▸ **To do**:
If a line of the records contains the word "green", list it.

Start of Records for processing

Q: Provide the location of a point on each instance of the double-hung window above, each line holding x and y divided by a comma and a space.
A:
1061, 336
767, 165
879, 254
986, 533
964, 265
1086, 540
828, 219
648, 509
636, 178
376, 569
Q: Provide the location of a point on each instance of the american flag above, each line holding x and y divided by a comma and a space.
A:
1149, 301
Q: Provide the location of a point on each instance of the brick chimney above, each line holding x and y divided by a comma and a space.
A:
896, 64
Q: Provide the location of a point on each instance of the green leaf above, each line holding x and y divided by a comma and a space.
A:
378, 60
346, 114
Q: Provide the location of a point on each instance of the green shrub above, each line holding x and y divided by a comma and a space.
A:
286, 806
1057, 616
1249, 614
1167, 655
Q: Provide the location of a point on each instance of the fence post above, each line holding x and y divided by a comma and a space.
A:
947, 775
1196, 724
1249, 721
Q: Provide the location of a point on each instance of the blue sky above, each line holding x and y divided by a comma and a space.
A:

End of Records for processing
Start of Records for processing

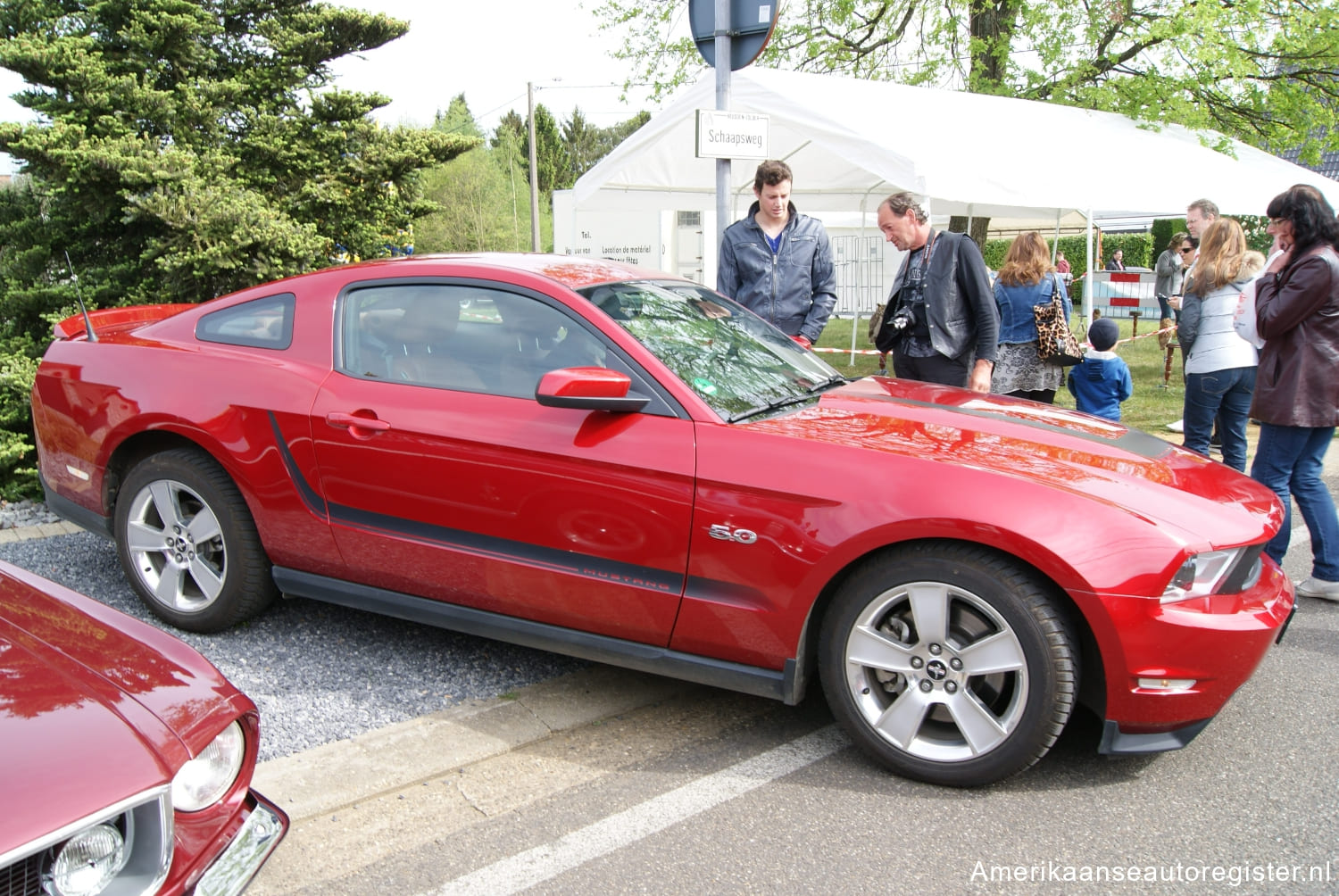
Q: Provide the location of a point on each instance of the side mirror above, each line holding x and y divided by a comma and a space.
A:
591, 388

End of Records for processing

▸ **Your solution**:
Q: Provide the location of a point on each instance of the green leaf above, each line holding x and y divided by a comma and a space.
Q: Provide the location of a point on each instance of the green shrub above, each line holding x and y divided by a comma and a space.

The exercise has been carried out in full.